**What to produce**
What is needed is a faithful transcription of all the data below, pictures excluded.

(Point localization data)
+-------+

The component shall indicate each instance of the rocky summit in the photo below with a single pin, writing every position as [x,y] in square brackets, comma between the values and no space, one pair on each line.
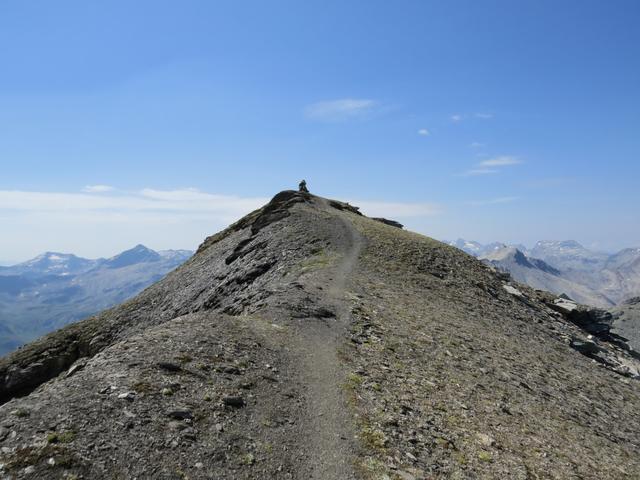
[307,341]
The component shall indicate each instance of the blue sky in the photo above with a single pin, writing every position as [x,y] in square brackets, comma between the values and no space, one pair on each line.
[489,120]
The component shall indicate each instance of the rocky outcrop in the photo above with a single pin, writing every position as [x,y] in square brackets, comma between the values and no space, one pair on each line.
[309,341]
[392,223]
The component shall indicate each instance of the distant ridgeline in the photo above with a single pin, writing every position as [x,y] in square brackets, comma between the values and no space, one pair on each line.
[592,278]
[307,340]
[54,289]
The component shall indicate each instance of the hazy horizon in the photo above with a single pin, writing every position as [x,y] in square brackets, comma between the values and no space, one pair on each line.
[160,124]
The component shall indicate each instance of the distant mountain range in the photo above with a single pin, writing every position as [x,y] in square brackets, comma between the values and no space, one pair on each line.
[54,289]
[589,277]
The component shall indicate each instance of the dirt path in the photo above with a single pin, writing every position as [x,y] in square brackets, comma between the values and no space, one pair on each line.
[332,443]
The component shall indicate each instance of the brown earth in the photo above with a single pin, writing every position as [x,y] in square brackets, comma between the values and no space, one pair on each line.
[309,342]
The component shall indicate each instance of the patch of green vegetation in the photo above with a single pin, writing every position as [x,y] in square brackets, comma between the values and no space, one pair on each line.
[372,468]
[373,438]
[63,437]
[24,457]
[21,413]
[485,456]
[184,358]
[354,380]
[143,387]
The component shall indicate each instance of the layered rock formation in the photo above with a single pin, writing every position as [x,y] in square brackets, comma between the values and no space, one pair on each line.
[308,341]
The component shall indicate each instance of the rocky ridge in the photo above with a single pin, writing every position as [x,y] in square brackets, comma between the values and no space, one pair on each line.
[308,341]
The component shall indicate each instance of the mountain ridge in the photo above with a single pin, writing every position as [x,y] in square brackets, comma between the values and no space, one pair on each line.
[309,341]
[596,278]
[53,289]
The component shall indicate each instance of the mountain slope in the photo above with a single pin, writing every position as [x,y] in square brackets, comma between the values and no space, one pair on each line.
[540,275]
[308,341]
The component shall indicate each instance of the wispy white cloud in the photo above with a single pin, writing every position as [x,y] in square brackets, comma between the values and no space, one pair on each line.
[97,188]
[341,109]
[101,225]
[501,161]
[552,182]
[474,172]
[132,203]
[458,117]
[492,165]
[492,201]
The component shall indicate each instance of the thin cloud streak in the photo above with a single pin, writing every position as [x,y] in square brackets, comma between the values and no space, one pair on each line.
[474,172]
[501,161]
[97,188]
[492,201]
[341,109]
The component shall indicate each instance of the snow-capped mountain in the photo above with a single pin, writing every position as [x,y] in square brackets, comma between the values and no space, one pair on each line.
[568,255]
[51,263]
[538,274]
[53,289]
[596,278]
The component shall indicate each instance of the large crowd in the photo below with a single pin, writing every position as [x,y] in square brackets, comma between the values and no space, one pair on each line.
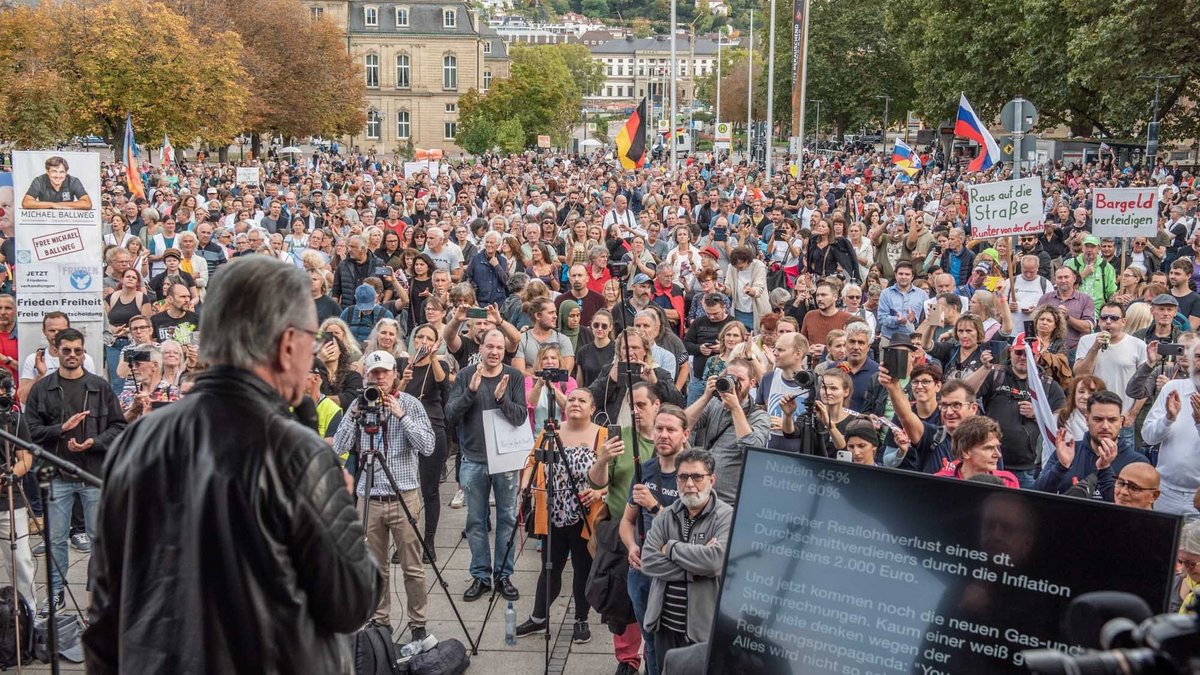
[711,311]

+-------+

**Result of this exercise**
The component shall indicate each instance of the rocky summit in the photo below with a single pin, writing every position as [x,y] in square brackets, comma between the values and no space, one pair on each line.
[307,341]
The component shall indicate each instance of the blue sky in the photo above with a single pin, writing every position as [x,y] in square brackets, comma between the values and no space, one pair on each line.
[489,120]
The component shall indicate each instance of the rocky outcrop in the photo above with a single pin, writing every position as [x,y] in square brackets, comma between the values and no space, one pair on each line.
[309,341]
[392,223]
The component shall indicate each instance of the distant ridgeline in the photo above with a single pin, writing every position as [x,y] in square brackets, comma between the values and no space, one pair on each line.
[592,278]
[307,340]
[54,289]
The component shall indicate each instance of the hazy horizon in the photo above with a single pin, writing every position as [x,y] in square brackets, comma between the values and no space, one pair on each line.
[160,124]
The component shall indicate each instance of the distant mountain range in the photo above with a single pin, writing every position as [x,y] in square brackets, comma between the values and no space, one pair on each line.
[54,289]
[589,277]
The component shall indicate each instance of the dirt path in the photo above with a single pin, writing every position as [x,y] in square brackets, comma between the values and no space, one pair on each line.
[332,443]
The component shall indicate each instance of the brown earth in the photo above with a single pin, writing every position as [x,y] in square brackets, comma between the values and no space, one pair on each line.
[309,342]
The component shall indicate each instance of the patch of green vegetation in the photo above with a single pin, writing every position as [x,y] in square brackets, comma between the values and no space, one pair on each line.
[372,468]
[373,438]
[63,437]
[24,457]
[21,413]
[485,456]
[184,358]
[354,380]
[143,387]
The component shall indicate each instance of the layered rock formation in the photo above with a single pin, writing every position as [x,y] in square brackets, comma between the values and no space, one pair on each line.
[308,341]
The component shall indicate each instance of the rocky ridge in the photo above with a single pin, writing every position as [x,y] in square brackets, comma between the values and no space, one pair on each line.
[308,341]
The component shall indicate each instance of the mountain ridge in the photo above with a single pin, writing every position as [x,y] in square brackets, comma between the values and no space, one pair on each line.
[309,341]
[596,278]
[53,289]
The component shall indicate each instance of the mountain slope in the photo above with a single pin, writing every position as [x,y] in square brackets, comma between the values and no space, one pair on each line.
[540,275]
[308,341]
The component shall indicate each instance of the wispy white cloud in the photo above with a single pin, writing every position as [x,y] in square brackets, comma between the values and no space, one pair on each line.
[97,188]
[341,109]
[101,225]
[501,161]
[552,182]
[474,172]
[132,203]
[458,117]
[492,165]
[492,201]
The component shall indicate each instance of the thin cloud streak in the photo above with a single pin, writing every position as [x,y] in square brackets, comma between the values and no space, one pair on each line.
[474,172]
[501,161]
[97,188]
[492,201]
[341,109]
The component shall indicate each instance of the snow-capped mountain in the photo above with a single pin, writing every position as [x,y] in square brackets, comma between the values and no space, one pair on each line.
[568,255]
[51,263]
[538,274]
[53,289]
[596,278]
The component shall indicate each instance of the large crowd in the photo below with a single pin, writing every position as [x,y] in square brackets, comma between the values and no space, one pair on each line.
[711,311]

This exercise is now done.